What the exercise asks:
Could you give every one of these entries again with "thickest part" substituted by "widest part" wherever it occurs, changing nothing else?

*****

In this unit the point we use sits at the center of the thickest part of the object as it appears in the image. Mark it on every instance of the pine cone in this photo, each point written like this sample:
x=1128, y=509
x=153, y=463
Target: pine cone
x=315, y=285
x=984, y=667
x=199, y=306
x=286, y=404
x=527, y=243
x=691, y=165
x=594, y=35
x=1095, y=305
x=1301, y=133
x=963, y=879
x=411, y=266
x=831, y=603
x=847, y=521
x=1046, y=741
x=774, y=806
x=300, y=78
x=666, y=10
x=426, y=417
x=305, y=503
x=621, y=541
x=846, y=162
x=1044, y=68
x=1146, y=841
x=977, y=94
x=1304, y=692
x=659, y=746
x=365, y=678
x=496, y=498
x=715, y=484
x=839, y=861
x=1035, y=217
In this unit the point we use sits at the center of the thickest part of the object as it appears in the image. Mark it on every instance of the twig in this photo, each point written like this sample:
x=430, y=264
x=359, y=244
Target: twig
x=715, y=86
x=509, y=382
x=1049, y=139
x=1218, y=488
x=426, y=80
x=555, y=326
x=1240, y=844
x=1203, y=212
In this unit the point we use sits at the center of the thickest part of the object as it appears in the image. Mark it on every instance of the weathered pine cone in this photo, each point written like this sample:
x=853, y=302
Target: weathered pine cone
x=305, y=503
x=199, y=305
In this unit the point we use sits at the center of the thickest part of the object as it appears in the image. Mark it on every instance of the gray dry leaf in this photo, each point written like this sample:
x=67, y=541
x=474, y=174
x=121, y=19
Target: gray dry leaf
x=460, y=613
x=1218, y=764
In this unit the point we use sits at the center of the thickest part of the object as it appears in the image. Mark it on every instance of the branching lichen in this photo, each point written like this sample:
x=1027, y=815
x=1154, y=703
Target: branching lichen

*****

Reply:
In this unit the point we use sits at the center of the widest part of the object as it appears in the image. Mark it on every instance of the pine cone in this photo, each point written like this sample:
x=1128, y=509
x=153, y=463
Target: pine cone
x=315, y=285
x=984, y=667
x=199, y=306
x=286, y=404
x=527, y=243
x=691, y=165
x=594, y=35
x=1095, y=305
x=1301, y=133
x=963, y=879
x=411, y=266
x=831, y=603
x=847, y=521
x=1046, y=741
x=774, y=806
x=300, y=78
x=666, y=10
x=426, y=417
x=305, y=503
x=621, y=541
x=846, y=162
x=1044, y=68
x=1146, y=841
x=977, y=94
x=1304, y=692
x=659, y=746
x=365, y=678
x=496, y=498
x=715, y=484
x=839, y=861
x=1035, y=217
In this unit the point we use sits at the center of the widest part of the object as it appears in the image. Mark it on every instance of the twig in this photo, each point written like this sample:
x=430, y=264
x=359, y=244
Target: twig
x=715, y=86
x=509, y=382
x=1049, y=139
x=1218, y=488
x=426, y=80
x=555, y=326
x=1240, y=844
x=1203, y=212
In this unit the point we use sits at the center of the widest part of the object as it appears in the image. Mark it on every instance of the weathered pine cone in this photo, each point written like this sample:
x=853, y=302
Target: weathered pine cone
x=305, y=503
x=199, y=305
In this unit the point we use sits at the center of the widest part of the object as it appears in the image. Mark it on every instance of the gray dry leaf in this photo, each point written like this sample:
x=67, y=541
x=474, y=174
x=121, y=19
Target: gray dry leaf
x=460, y=613
x=1218, y=764
In this unit the point we use sits at the center of the widest part of the object as it appears in the image. Mark it on every instance of the branching lichen in this photo, each point written like this sample:
x=1027, y=815
x=1154, y=703
Target: branching lichen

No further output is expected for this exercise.